▶ PROVIDED TEXT:
[Start of section]

A Prototype-Guided Coarse Annotations Refining Approach for Whole Slide Images
Bingjian Yao, Weiping Lin, Yan He, Zheng Wang, Liangsheng Wang
TL;DR
This work addresses the high cost and variability of obtaining fine-grained annotations for whole-slide images by introducing a prototype-guided refinement framework. It jointly models intra-slide local semantics and inter-slide contextual patterns to build a hierarchy of prototypes (local and global) that guide a pseudo-labeling process, followed by dynamic data sampling and re-finetuning to train a patch classifier. Across Camelyon16, PAIP2019, and PAIP2020, the method outperforms state-of-the-art approaches in accuracy and efficiency, with robust generalization to unseen data. The use of hierarchical prototypes and adaptive training offers a practical, scalable solution for refining coarse annotations in clinical histopathology tasks.
Abstract
The fine-grained annotations in whole slide images (WSIs) show the boundaries of various pathological regions. However, generating such detailed annotation is often costly, whereas the coarse annotations are relatively simpler to produce. Existing methods for refining coarse annotations often rely on extensive training samples or clean datasets, and fail to capture both intra-slide and inter-slide latent sematic patterns, limiting their precision. In this paper, we propose a prototype-guided approach. Specifically, we introduce a local-to-global approach to construct non-redundant representative prototypes by jointly modeling intra-slide local semantics and inter-slide contextual relationships. Then a prototype-guided pseudo-labeling module is proposed for refining coarse annotations. Finally, we employ dynamic data sampling and re-finetuning strategy to train a patch classifier. Extensive experiments on three publicly available WSI datasets, covering lymph, liver, and colorectal cancers, demonstrate that our method significantly outperforms existing state-of-the-art (SOTA) methods. The code will be available.

[End of section]

▶ EXERCISE DATA:

[Start of section]

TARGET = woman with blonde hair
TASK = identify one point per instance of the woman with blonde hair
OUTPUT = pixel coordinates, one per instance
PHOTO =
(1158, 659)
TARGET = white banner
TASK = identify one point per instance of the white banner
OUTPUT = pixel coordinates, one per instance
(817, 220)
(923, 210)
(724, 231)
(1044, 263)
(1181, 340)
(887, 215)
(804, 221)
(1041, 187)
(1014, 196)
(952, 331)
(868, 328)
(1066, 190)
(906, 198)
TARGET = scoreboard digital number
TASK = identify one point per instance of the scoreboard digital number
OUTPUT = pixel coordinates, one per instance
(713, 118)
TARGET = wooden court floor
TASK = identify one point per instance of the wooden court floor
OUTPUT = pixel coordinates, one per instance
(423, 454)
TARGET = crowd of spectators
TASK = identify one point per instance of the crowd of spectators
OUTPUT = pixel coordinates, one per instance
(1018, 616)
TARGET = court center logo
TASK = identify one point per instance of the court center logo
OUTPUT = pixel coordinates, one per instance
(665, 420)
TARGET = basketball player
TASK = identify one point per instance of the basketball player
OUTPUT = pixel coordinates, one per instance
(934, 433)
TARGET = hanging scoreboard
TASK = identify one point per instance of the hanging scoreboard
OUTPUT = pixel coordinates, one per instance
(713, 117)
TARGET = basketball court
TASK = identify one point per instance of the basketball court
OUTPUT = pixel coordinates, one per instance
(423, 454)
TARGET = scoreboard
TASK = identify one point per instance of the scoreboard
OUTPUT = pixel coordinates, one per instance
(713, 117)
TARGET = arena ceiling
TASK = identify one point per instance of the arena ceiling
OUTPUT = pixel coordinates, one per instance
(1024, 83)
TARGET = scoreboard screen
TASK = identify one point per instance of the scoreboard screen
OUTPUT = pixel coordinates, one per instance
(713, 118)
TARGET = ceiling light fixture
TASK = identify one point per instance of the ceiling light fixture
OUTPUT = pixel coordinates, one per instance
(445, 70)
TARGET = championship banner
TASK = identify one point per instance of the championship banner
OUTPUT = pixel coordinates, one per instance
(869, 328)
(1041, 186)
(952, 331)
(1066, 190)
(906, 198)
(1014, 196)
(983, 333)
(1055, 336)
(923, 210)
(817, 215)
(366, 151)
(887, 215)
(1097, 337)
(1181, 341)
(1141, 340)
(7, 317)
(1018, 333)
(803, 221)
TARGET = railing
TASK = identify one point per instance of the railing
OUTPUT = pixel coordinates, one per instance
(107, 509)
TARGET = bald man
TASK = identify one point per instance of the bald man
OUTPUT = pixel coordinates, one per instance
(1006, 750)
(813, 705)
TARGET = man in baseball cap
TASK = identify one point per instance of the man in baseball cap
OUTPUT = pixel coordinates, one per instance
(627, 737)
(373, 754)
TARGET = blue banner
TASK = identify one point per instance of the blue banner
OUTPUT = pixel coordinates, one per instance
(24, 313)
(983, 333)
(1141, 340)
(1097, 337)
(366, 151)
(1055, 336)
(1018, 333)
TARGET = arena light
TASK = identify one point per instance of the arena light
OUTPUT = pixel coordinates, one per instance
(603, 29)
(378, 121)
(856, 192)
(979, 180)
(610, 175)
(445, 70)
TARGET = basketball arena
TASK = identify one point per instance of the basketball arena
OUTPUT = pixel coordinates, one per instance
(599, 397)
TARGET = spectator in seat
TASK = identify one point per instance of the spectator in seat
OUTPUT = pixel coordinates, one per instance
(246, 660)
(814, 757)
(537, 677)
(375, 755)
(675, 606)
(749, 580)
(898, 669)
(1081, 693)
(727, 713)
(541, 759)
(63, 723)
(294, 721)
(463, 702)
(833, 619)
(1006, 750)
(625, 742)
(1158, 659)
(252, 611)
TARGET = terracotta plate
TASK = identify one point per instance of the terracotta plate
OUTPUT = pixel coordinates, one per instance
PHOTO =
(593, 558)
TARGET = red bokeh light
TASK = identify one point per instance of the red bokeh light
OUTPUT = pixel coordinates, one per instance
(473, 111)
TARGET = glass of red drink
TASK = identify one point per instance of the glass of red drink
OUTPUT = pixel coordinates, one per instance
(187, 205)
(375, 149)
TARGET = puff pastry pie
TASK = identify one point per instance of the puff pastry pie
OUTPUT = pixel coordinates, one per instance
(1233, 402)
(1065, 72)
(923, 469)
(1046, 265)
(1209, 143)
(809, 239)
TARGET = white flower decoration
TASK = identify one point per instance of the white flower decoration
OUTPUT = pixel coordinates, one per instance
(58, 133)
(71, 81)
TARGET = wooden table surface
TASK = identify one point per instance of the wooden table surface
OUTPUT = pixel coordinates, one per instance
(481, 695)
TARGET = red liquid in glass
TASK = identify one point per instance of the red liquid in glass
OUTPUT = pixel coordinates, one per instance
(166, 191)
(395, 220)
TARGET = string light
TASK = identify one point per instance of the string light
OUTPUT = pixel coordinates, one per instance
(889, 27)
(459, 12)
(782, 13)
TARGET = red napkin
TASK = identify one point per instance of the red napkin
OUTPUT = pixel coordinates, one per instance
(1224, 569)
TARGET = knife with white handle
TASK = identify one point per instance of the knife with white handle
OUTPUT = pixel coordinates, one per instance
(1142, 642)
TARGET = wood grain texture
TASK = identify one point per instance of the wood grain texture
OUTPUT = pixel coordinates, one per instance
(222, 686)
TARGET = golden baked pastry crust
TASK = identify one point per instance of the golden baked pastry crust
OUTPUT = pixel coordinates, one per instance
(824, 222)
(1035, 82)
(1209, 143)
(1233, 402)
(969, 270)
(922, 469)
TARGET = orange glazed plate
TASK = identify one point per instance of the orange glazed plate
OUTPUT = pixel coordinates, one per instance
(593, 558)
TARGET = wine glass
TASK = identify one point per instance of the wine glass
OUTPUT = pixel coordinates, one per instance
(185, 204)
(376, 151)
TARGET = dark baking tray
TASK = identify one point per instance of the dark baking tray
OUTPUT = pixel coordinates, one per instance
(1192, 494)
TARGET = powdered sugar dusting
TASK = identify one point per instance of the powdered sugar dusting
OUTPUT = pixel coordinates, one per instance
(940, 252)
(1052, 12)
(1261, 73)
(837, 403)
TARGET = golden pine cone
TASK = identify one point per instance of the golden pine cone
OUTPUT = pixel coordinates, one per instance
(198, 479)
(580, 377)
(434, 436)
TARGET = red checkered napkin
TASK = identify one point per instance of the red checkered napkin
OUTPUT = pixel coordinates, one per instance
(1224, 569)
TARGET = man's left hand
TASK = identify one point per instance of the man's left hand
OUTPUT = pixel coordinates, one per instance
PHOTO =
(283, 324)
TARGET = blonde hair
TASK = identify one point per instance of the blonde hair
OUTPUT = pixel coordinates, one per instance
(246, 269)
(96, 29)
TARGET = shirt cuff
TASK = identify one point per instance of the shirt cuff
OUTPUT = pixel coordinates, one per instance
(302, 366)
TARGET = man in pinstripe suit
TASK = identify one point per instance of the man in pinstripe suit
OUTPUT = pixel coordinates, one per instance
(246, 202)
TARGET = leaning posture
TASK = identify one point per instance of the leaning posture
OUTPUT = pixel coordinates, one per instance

[End of section]

▶ QUESTIONS ON THE MATERIAL:
[a] From the whole-slide image paper summary, transcribe the part that opens with the words containing "A Prototype-Guided Coarse" and closes with "clinical histopathology tasks.".
[b] Using the whole-slide image paper summary, answer these:
(i) Which three datasets were used to test the method?
(ii) Which three cancer types do the publicly available datasets cover?
(iii) What is trained using dynamic data sampling and re-finetuning?

▶ ANSWERS TO EACH TASK:
[a]
A Prototype-Guided Coarse Annotations Refining Approach for Whole Slide Images
Bingjian Yao, Weiping Lin, Yan He, Zheng Wang, Liangsheng Wang
TL;DR
This work addresses the high cost and variability of obtaining fine-grained annotations for whole-slide images by introducing a prototype-guided refinement framework. It jointly models intra-slide local semantics and inter-slide contextual patterns to build a hierarchy of prototypes (local and global) that guide a pseudo-labeling process, followed by dynamic data sampling and re-finetuning to train a patch classifier. Across Camelyon16, PAIP2019, and PAIP2020, the method outperforms state-of-the-art approaches in accuracy and efficiency, with robust generalization to unseen data. The use of hierarchical prototypes and adaptive training offers a practical, scalable solution for refining coarse annotations in clinical histopathology tasks.

[b]
(i) Camelyon16, PAIP2019, and PAIP2020
(ii) Lymph, liver, and colorectal cancers
(iii) A patch classifier